» SET OF TASKS:
1) In the Summoner discussion, which two 3.5 classes are named as examples of classes that were more specialized than usual?
2) Retype the Summoner discussion between "Yep, which is" and "could be helpful.", inclusive.

== READING PASSAGE

I believe that it was balanced against the Sorcerer and Wizard, and, at that level, it sacrifices a larger spell list and some Bloodline/Specialization abilities for better HD, BAB, armor options, a halfway decent pet and / or some pretty nice SLAs. The changes to the Eidolon, unfortunately, have resulted in a lot of page space devoted to a class ability that has been increasingly marginalized, and, unlike a Druid's Companion or a Wizard's Familiar, won't even exist for a chunk of the campaign, or, given the impressive utility of the Summon Monster SLAs, might not ever be called upon until *after* the Summoner has exhausted his SLAs for the day, as a fallback, instead of a class-defining feature.

It ends up being a much more specialized class than the Sorcerer or Wizard, much as 3.5s Dread Necromancer and Beguiler were much more specialized, but better in their niche than a traditional Necromancer specialist or Enchantment specialist would have been.

If you want a good pet class, the Druid (or an Animal Domain Cleric or Ranger with the Boon Companion feat) remains the bee's knees, with the ability to call up a completely different companion creature, from eagle to roc to bison to ape to crocigator to viper to any of a half-dozen dinosaurs with 24 hours notice. Unlike a Summoner, who would have to wait until 5th level or so to get access to a flying companion or a venomous companion, a druid can call one up at 1st level, and, if a Halfling, Gnome, Goblin or Kobold, can even ride a Roc companion at 1st level, having a flying mount. Your animal will never have the damage reduction, elemental damage, etc. properties, without the use of magic items (amulet of keen flaming magic fang?), but you can in fact stack that animal companion up with magic items, or even mundane 'barding,' so, again, advantage to the Druid (Ranger, Animal Domain Cleric).

If you want someone able to summon beasties as a standard action and keep them out for minutes / level, instead of rounds / level, the Summoner can do that, and that's not a small feat there.

Scarab Sages

isnt the ability to summon critters for minutes witha standard action limited only to the SLA which means you cant have the eidolon around as well though?

Dark Archive

Ceefood wrote:
isnt the ability to summon critters for minutes witha standard action limited only to the SLA which means you cant have the eidolon around as well though?

Yep, which is why I mentioned that it was an 'and / or' situation.

Given the utility of the SLA, and the increasing limitations on the Eidolon, it's best to adventure normally with just the SLAs, IMO, and not bother summoning the Eidolon at all until you are out of SLAs, or there is some specific situation where he could be helpful.

It might even be more effective post-nerf to skip the combat-build Eidolons and just make a utility Eidolon that has some spells and some movement abilities, and only summon him up to use as a swiss army knife.

You could summon the Eidolon up for RP reasons, but given that he'll vanish occasionally and leave you in the lurch, and Life Link is pretty much junk, it's probably best not to bother. Just have your Summoner talk to himself and pretend he's talking to his Eidolon. Maybe call yourself Donnie Darko.

====
== RECORD EXCERPTS

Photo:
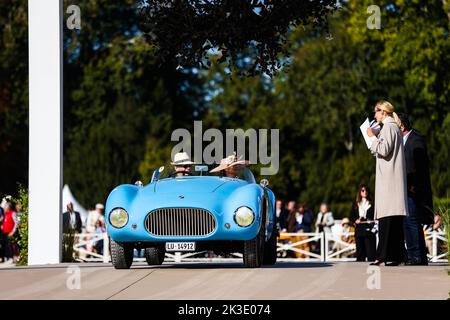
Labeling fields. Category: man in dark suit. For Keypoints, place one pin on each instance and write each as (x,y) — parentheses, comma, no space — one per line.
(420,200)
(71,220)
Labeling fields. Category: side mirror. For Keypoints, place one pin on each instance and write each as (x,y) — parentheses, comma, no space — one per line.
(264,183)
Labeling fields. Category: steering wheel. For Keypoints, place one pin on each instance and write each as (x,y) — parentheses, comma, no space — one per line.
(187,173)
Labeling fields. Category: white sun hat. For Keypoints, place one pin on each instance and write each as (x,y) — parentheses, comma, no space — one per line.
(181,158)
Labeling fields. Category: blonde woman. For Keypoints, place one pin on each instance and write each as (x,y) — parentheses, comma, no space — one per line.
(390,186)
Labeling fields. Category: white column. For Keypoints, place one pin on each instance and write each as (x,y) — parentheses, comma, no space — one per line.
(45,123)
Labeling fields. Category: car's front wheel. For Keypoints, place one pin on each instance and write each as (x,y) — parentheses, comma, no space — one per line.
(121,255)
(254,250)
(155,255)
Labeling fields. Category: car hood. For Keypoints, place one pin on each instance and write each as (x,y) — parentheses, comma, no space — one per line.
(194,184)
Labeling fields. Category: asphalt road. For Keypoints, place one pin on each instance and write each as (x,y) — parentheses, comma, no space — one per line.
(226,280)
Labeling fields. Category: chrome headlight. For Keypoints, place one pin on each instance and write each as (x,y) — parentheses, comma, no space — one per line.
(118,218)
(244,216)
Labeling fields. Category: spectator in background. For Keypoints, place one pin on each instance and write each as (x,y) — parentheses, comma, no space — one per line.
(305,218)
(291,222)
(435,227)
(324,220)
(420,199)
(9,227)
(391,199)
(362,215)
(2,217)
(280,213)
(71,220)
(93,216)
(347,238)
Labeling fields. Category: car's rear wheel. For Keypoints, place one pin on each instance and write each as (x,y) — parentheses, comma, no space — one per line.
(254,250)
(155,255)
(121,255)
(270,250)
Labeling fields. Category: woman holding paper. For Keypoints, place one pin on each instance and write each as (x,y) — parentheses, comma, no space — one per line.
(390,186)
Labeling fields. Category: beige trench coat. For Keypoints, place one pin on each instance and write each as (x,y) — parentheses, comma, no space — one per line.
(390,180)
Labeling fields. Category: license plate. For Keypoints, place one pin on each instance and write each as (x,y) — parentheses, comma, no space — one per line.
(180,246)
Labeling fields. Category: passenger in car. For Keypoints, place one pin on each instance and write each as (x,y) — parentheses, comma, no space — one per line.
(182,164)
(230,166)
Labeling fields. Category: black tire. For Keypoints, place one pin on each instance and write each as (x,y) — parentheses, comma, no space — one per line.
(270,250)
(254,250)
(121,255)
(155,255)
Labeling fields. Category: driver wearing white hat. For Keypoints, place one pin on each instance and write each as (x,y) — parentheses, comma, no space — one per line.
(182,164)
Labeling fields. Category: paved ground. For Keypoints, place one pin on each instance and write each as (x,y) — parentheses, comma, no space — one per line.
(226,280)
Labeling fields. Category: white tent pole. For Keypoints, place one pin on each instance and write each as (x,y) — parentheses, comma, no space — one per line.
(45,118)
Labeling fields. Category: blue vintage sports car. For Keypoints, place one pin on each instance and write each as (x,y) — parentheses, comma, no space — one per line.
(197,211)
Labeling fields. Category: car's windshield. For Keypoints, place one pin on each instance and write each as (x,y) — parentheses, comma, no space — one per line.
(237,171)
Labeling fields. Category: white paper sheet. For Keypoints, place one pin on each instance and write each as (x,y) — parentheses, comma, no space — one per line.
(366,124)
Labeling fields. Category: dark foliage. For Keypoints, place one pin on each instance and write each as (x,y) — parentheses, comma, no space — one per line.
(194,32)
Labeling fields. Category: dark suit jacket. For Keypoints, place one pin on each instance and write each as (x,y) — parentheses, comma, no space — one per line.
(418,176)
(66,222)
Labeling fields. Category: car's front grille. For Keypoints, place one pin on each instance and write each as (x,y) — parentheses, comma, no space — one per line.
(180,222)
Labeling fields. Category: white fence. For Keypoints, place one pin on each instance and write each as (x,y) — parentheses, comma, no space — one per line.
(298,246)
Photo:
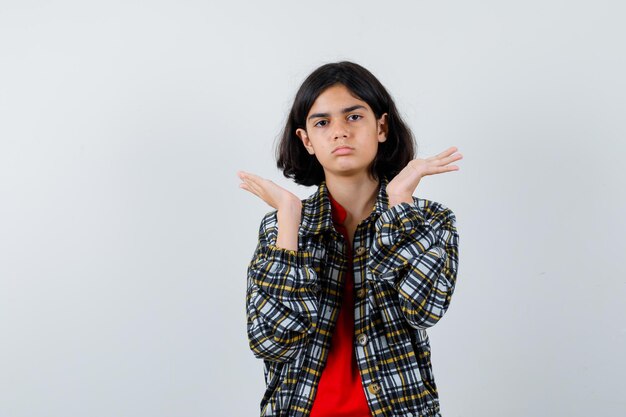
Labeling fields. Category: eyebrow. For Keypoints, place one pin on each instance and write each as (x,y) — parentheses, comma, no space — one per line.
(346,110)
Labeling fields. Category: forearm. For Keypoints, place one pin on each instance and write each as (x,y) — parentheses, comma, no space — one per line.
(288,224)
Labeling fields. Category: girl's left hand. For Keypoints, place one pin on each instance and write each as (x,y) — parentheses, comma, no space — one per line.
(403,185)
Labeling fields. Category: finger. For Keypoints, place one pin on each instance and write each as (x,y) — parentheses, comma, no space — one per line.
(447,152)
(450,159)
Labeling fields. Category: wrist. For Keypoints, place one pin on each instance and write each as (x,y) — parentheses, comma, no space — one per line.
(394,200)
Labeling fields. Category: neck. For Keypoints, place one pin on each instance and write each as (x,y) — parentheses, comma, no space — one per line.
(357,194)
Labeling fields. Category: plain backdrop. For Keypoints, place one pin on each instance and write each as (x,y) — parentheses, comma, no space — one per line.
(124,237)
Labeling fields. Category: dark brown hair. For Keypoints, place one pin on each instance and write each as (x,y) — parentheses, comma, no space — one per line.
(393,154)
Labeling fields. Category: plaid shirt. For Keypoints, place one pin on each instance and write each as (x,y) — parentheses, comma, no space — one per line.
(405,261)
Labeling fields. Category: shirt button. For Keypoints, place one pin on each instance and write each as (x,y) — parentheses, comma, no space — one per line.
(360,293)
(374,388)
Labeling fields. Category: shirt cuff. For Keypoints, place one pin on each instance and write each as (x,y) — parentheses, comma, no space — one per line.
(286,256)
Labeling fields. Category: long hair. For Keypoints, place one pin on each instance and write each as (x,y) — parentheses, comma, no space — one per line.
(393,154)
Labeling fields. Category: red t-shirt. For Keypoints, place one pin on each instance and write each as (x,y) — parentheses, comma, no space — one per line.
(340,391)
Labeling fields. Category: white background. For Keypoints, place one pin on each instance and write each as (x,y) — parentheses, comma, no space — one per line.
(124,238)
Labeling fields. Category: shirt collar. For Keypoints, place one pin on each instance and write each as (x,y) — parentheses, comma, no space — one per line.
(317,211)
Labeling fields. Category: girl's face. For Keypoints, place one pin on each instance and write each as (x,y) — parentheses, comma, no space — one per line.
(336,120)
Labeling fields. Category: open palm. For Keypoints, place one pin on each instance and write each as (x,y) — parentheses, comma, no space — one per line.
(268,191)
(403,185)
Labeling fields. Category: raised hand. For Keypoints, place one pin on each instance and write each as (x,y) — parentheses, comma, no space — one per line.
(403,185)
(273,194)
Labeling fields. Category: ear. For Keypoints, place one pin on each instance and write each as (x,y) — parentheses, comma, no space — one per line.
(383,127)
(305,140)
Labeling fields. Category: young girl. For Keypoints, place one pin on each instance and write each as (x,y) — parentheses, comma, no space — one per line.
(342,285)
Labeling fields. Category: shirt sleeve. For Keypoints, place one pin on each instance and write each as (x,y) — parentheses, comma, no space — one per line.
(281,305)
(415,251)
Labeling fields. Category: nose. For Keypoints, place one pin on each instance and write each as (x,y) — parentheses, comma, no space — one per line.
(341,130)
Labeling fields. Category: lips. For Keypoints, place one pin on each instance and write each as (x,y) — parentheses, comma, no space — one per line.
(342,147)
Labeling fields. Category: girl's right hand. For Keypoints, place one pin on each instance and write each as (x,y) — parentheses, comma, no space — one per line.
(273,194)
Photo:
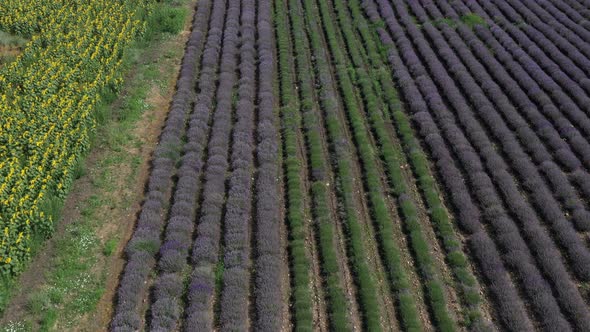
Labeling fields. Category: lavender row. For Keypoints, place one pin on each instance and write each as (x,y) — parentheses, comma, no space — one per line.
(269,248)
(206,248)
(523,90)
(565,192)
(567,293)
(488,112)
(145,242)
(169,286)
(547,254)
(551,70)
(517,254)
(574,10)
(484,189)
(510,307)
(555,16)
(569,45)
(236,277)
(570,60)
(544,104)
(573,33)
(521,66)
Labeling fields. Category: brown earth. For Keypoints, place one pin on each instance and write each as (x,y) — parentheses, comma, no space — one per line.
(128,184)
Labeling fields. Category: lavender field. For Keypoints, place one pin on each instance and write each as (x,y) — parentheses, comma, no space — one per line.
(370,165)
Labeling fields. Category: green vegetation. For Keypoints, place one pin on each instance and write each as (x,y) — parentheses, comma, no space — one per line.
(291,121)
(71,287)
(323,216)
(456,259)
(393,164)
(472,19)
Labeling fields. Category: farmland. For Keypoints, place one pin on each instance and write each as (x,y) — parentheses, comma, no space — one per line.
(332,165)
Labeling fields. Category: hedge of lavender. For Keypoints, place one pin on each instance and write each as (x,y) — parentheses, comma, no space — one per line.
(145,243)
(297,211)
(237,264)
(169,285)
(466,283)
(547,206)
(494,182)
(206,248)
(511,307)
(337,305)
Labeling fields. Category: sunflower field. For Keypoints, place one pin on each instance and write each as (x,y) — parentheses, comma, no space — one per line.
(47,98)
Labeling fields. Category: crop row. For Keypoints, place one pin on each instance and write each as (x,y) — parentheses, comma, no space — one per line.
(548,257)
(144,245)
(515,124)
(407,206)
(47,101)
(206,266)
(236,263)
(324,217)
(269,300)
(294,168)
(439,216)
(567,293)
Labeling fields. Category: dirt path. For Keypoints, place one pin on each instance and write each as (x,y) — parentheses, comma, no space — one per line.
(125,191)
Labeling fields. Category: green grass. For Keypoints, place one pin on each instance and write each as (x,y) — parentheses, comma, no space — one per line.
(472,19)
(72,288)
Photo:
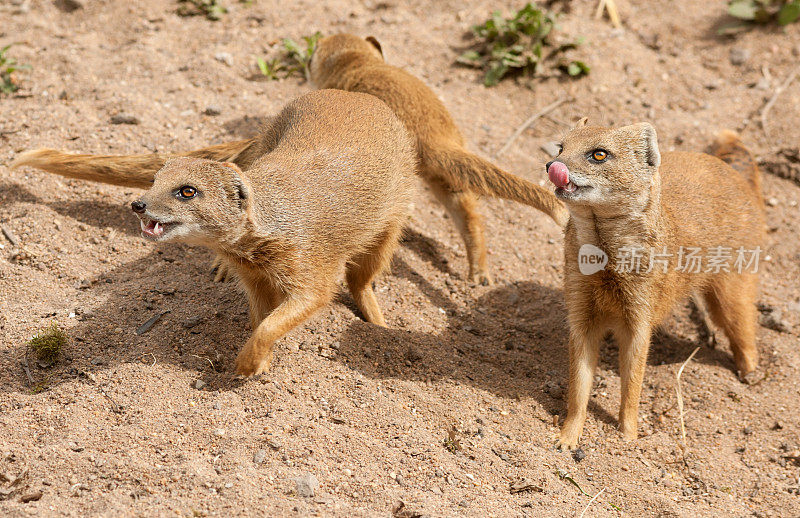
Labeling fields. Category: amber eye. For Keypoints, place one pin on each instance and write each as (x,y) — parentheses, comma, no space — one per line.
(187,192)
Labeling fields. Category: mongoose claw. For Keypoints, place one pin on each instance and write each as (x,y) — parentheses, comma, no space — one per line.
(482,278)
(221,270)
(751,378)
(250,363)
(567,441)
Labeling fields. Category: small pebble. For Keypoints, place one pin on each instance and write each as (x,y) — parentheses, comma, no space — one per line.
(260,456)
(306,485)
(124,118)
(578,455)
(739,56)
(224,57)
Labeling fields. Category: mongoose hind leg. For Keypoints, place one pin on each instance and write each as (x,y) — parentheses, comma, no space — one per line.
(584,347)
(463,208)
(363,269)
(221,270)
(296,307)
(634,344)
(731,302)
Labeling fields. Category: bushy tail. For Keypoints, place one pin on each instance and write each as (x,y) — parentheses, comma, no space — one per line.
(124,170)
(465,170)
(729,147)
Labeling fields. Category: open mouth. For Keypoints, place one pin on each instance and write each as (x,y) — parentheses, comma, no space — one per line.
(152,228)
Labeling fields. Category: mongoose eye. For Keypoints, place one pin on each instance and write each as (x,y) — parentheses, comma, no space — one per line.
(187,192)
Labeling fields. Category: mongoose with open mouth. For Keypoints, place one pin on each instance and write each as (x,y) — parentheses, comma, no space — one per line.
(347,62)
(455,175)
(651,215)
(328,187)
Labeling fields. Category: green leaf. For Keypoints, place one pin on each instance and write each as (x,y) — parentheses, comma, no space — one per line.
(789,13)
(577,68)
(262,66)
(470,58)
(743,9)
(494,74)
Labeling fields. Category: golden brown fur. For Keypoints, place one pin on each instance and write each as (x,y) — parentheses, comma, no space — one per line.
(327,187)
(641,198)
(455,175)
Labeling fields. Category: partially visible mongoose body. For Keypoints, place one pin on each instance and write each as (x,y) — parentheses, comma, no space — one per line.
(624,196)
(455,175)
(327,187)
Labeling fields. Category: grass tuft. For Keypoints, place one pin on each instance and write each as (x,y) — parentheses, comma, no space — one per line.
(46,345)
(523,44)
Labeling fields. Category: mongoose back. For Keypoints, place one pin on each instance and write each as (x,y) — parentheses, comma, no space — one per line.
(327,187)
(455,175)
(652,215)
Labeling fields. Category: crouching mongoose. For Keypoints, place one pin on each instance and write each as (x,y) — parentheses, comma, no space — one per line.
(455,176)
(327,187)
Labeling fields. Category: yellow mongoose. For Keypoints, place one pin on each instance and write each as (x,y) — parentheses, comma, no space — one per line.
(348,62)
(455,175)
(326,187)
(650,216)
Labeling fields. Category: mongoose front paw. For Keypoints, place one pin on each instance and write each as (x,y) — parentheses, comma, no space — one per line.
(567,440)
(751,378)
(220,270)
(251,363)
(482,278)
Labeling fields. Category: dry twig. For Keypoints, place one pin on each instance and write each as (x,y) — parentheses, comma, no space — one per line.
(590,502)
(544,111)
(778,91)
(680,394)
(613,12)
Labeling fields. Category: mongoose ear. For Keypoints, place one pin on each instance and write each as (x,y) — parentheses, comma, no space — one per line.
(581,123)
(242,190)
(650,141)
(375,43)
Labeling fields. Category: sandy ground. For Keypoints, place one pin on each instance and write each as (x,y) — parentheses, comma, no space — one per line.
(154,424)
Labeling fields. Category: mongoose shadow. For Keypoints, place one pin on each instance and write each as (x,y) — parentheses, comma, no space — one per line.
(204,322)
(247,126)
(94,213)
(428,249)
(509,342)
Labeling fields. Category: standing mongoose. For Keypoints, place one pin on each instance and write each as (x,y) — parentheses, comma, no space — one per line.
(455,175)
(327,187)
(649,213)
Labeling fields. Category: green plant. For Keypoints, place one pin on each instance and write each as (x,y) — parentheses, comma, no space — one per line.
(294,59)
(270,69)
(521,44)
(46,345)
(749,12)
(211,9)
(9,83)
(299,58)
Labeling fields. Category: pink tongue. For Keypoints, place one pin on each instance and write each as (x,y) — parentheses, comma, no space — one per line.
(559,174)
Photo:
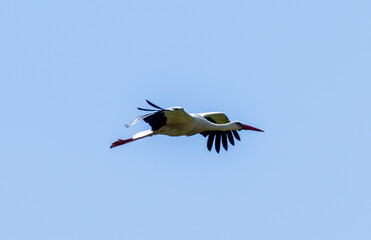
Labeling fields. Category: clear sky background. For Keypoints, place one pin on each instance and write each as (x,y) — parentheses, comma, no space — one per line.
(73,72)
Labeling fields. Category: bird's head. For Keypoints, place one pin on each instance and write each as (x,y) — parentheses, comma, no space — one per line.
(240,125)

====

» THE RESULTS:
1) The Dread Necromancer and the Beguiler.

2)
Yep, which is why I mentioned that it was an 'and / or' situation.

Given the utility of the SLA, and the increasing limitations on the Eidolon, it's best to adventure normally with just the SLAs, IMO, and not bother summoning the Eidolon at all until you are out of SLAs, or there is some specific situation where he could be helpful.